Takeaway: Securities claims premised on supply chain disruption need precise, internally consistent allegations connecting specific operational constraints to specific public statements during the relevant period.
United States v. Garcia, No. 24-cr-00106-NYW-1, 2026 U.S. Dist. LEXIS 41454, at *1 (D. Colo. Feb. 27, 2026)
On the government’s motion to exclude expert testimony, the court granted the motion in part and denied it in part, allowing testimony about factual background, general COVID-19-era supply chain disruptions, and specific shortages of materials or production capacity while excluding legal conclusions, state-of-mind opinions, and unsupported assertions. The court drew a line between permissible industry-context testimony and impermissible attempts to interpret contracts, opine on intent, or simply repeat a party’s narrative. The ruling is notable because it recognizes that supply chain disruption can be a legitimate subject of expert proof when tied to concrete shortages or production realities but not when used as a loose substitute for case-specific causation or legal analysis.
Takeaway: Courts will permit expert testimony about real supply chain conditions when grounded in industry facts, but they will not allow “supply chain” to become a catchall explanation for legal conclusions or disputed intent.
Emco Corp. v. Armor Mach. & Mfg., No. 25-1635, 2026 U.S. App. LEXIS 7566, at *1 (6th Cir. Mar. 13, 2026)
On appeal from summary judgment, the Sixth Circuit affirmed judgment for the seller, holding that delivery dates expressly identified as estimates and changeable at the seller’s discretion did not create fixed performance deadlines. The court also emphasized that buyer-requested machine modifications materially affected feasibility of earlier delivery and undercut the buyer’s claim of substantial breach. When the buyer later refused delivery, the court rejected the argument that the seller’s remedies were limited to a restocking fee because the parties had not agreed that such a charge would be the exclusive remedy. The opinion is a useful reminder that in equipment and machinery transactions, scheduling flexibility and downstream design changes are part of the supply chain reality the contract allocates.
Takeaway: Courts will enforce contractual flexibility around delivery timing where production schedules are affected by buyer-driven changes, especially in customized manufacturing contexts.
Steamfitters Local 449 Pension v. Extreme Networks, Inc., No. 24-cv-05102-TLT, 2026 U.S. Dist. LEXIS 65348, at *1 (N.D. Cal. Mar. 23, 2026)
On defendants’ motion to dismiss, the court held that plaintiffs adequately pleaded securities fraud claims based on particularized allegations of channel stuffing and related distribution practices. The complaint anchored the alleged misconduct to March 2022 meetings, identified affected distributors and dollar amounts, cited corroborating former employees with personal knowledge, and described executive access to real-time databases and warnings. The court found that this level of detail plausibly tied revenue reporting to supply chain and channel-management practices rather than merely offering hindsight criticism of sales weaknesses. In doing so, the court underscored that distribution-channel manipulation can be a sufficiently concrete operational theory to satisfy the PSLRA when the allegations are specific and internally coherent.
Takeaway: Detailed allegations that inventory was pushed through distribution channels to mask weaknesses can survive dismissal when plaintiffs tie the practice to specific meetings, data access, and executive knowledge.

__What you need to do__:
1. According to the supply chain case summaries, when were the meetings to which the complaint in the Extreme Networks case anchored the alleged misconduct?
2. Extend the supply chain case summaries past their final sentence.
The items that follow come from a separate source and are unrelated to the supply chain case summaries.

(Items from a dataset)
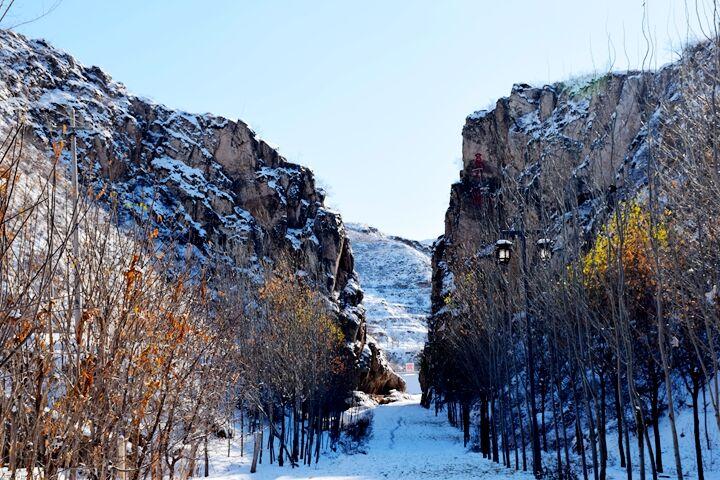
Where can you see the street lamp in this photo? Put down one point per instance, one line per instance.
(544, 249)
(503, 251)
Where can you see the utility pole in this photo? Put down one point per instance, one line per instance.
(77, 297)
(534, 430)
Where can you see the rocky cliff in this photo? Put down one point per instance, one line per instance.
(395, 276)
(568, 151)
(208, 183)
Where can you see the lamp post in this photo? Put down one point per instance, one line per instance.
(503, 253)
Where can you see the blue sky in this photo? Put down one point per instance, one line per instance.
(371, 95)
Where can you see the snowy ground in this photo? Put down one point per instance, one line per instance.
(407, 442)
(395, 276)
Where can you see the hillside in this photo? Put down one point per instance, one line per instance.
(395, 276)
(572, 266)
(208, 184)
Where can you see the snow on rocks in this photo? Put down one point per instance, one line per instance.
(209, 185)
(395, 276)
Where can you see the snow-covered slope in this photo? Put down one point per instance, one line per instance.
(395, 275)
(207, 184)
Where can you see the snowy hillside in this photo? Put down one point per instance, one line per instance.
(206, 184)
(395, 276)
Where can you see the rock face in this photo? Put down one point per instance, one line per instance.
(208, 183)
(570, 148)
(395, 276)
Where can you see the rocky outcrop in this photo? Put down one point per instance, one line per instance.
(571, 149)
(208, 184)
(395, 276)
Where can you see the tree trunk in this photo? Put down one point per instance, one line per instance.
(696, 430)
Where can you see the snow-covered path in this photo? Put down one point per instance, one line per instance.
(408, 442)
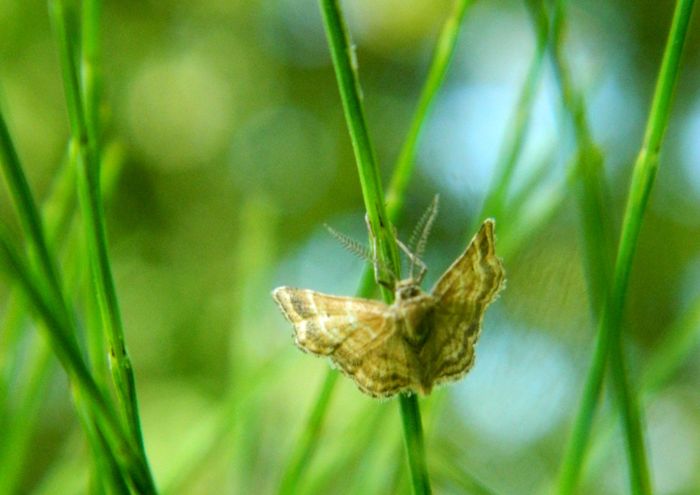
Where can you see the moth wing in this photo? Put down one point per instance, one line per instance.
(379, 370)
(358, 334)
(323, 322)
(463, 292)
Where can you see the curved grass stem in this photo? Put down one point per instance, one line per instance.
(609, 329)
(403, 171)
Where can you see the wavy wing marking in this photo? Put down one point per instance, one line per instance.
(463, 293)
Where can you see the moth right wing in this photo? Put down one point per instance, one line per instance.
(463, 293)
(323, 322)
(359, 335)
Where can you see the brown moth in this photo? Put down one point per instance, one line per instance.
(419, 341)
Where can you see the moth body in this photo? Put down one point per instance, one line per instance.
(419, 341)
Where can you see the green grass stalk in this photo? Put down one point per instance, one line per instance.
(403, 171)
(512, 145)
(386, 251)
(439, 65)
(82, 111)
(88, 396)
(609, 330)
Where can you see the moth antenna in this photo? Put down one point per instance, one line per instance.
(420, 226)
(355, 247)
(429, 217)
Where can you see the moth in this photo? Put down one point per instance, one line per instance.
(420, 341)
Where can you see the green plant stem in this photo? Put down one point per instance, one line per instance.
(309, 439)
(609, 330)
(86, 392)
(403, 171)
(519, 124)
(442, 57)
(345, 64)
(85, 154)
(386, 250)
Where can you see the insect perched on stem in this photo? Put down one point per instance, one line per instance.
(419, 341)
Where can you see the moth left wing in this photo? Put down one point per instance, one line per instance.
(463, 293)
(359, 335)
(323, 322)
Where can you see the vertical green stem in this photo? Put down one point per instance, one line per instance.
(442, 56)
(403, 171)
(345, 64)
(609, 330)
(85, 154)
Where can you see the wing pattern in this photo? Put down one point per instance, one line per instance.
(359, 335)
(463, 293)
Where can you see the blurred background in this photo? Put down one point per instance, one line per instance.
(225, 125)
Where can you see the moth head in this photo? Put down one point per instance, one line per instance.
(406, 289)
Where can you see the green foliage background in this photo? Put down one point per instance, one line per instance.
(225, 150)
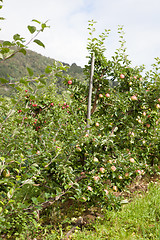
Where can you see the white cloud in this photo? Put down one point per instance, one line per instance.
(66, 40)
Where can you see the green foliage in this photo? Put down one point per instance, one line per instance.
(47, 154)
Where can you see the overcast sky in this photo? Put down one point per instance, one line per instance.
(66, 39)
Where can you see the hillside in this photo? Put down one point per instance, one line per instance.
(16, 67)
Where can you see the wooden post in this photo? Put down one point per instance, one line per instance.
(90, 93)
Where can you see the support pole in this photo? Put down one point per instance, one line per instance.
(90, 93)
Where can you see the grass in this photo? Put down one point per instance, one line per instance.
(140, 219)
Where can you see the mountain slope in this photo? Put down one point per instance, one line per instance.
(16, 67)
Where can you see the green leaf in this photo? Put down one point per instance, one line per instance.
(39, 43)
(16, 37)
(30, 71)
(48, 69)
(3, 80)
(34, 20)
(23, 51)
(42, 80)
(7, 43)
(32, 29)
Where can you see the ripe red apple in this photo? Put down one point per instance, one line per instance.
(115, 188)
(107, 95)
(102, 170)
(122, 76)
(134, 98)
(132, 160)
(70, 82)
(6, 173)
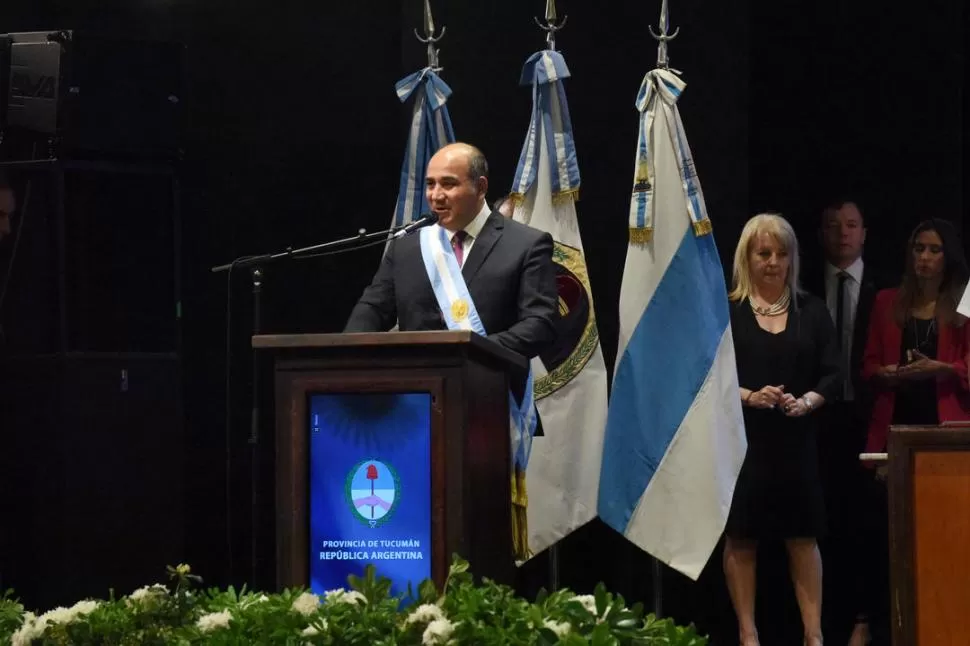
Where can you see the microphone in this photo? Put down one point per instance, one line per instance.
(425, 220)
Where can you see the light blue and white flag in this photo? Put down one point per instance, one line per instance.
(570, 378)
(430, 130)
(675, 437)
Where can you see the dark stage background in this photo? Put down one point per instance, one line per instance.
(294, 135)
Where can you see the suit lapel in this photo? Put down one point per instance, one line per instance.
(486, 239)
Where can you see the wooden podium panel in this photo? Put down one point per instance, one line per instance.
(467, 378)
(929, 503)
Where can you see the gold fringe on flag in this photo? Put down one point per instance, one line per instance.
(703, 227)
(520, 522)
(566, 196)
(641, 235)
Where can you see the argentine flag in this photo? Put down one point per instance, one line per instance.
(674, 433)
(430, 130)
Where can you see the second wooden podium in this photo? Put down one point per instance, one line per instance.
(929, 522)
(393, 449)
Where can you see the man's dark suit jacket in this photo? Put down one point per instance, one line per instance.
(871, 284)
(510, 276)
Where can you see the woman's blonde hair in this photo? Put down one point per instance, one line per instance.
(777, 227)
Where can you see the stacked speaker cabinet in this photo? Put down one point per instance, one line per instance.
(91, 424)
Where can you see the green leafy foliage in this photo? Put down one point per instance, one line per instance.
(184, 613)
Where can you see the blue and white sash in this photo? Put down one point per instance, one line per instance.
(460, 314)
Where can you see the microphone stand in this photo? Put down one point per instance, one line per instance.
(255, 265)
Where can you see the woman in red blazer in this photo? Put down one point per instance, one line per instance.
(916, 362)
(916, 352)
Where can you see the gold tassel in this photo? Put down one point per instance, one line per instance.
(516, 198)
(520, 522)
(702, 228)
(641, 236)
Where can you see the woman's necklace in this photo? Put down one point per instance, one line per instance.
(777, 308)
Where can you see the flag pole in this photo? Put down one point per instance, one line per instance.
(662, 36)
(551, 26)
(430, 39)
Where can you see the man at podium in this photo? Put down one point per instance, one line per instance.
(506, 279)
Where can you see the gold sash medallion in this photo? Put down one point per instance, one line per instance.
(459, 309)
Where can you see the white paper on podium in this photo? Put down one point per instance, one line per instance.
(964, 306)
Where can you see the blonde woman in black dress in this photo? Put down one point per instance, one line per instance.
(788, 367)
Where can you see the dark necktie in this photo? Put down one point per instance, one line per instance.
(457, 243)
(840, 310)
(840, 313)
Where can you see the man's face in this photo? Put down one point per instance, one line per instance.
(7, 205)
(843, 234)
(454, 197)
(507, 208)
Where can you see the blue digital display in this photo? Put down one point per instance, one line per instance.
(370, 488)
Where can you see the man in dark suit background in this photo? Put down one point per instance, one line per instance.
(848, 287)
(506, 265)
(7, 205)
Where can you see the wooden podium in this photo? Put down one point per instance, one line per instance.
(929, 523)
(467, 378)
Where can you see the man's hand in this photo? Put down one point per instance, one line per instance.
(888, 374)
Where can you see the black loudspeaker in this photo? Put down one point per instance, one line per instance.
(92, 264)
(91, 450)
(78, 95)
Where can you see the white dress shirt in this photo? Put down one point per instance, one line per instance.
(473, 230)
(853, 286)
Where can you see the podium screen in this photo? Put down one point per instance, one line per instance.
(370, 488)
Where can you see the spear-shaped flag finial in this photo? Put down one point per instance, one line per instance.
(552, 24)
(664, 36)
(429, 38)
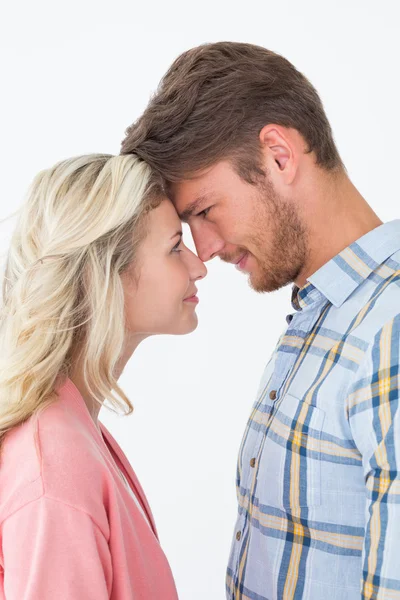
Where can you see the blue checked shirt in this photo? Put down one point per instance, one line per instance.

__Answers__:
1. March 2022

2.
Anthropic PBC v. U.S. Dep’t of War, No. 26-cv-01996-RFL, 2026 U.S. Dist. LEXIS 65155, at *1 (N.D. Cal. Mar. 26, 2026)
On plaintiff’s motion for a preliminary injunction, the court enjoined multiple government actions, including a presidential directive, a contracting restriction, and a formal supply-chain-risk designation. The court found that Anthropic was likely to succeed on claims that the government’s actions were arbitrary and capricious, procedurally defective, and inconsistent with statutory limits, emphasizing record evidence that the asserted supply-chain-risk rationale appeared rushed and pretextual. The opinion highlighted that the designation followed a dispute over Anthropic’s willingness to permit certain military uses of its AI products and that the administrative record did not square with the government’s stated explanation. By treating the supply-chain-risk label as a potentially unlawful blacklist rather than a substantiated security determination, the court showed that supply-chain-risk authorities remain subject to meaningful judicial review.
Takeaway: Courts may closely scrutinize government use of “supply-chain-risk” designations where the record suggests the label is being used as a pretext for broader commercial or policy retaliation.
Kloster v. Lilium N.V., No. 24-81428-CIV-SMITH, 2026 U.S. Dist. LEXIS 66075, at *1 (S.D. Fla. Mar. 27, 2026)
On defendants’ motion to dismiss, the court dismissed the complaint in full but granted limited leave to amend as to one omission theory concerning insolvency without German loans. Applying the PSLRA’s falsity and scienter requirements, the court held that meaningful cautionary language protected forward-looking statements and that plaintiffs failed to plead with particularity that management knew certain insolvency triggers had already been met when challenged statements were made. The opinion distinguished between broad going-concern warnings and specific undisclosed insolvency conditions, rejecting conclusory allegations that management simply “must have known.” While not a classic supply chain case, the decision is relevant to manufacturing and industrial businesses that rely on complex financing, vendor support, and production ramp assumptions because it shows how hard it remains to convert operational strain into securities fraud without highly specific internal facts.
Takeaway: Courts will continue to protect forward-looking operational and financing statements where cautionary language is meaningful and plaintiffs cannot tie management to specific undisclosed triggers with particularized facts.
Stone Point Advisory, LLC v. S&P Glob. Mkt. Intell., Inc., No. 25-CV-773 (RA), 2026 U.S. Dist. LEXIS 68350, at *1 (S.D.N.Y. Mar. 30, 2026)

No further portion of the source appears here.